Coordinate annotation records
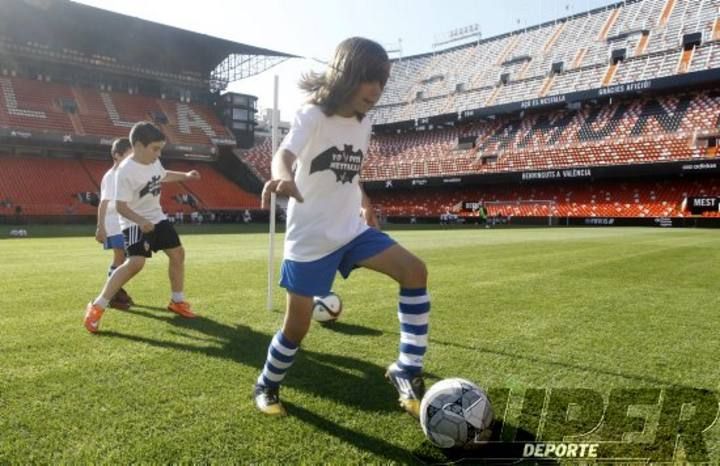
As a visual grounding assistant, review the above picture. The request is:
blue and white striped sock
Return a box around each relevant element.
[257,330,298,388]
[397,288,430,374]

[Task description] Convert the records into a two-column CSV with columns named "prompt" and "boxes," one row per record, quoting each field and replacing line breaks with spaces. Leave out the pictures.

[Full solution]
prompt,boxes
"As a visual grounding assistant, review the above picture. The request is: blue and white striped sock Return a box around each relevant element.","[257,330,298,388] [397,288,430,374]"